■ **What needs to be done**
Pull out each line of the material below that contains the string "plate", with case counting.

■ **Dataset records**
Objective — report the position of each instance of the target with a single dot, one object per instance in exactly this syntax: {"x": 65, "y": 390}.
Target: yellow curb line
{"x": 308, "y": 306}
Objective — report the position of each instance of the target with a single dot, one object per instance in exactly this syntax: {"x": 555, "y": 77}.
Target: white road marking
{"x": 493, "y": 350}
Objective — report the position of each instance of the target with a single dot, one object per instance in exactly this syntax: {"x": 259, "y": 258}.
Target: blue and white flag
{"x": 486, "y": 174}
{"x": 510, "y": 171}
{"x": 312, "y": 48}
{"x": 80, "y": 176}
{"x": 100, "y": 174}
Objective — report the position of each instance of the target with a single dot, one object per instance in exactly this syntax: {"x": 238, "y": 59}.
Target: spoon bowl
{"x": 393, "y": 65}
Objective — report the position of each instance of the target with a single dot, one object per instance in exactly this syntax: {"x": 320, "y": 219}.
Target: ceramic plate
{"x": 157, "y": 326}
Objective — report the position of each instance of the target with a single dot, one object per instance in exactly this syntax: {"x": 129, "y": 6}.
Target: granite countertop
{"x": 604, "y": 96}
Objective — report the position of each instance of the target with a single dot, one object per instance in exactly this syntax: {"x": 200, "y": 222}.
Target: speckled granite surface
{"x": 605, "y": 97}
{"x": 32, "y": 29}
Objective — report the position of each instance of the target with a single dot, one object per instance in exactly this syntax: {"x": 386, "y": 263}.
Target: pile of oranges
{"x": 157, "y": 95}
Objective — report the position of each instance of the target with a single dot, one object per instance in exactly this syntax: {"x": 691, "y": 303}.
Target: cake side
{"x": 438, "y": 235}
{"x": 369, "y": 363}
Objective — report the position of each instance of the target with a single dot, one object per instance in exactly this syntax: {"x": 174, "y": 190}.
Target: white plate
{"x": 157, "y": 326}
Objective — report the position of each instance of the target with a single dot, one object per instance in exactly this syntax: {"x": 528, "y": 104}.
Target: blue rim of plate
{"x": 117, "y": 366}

■ **Full answer**
Target: ceramic plate
Target: white plate
Target: blue rim of plate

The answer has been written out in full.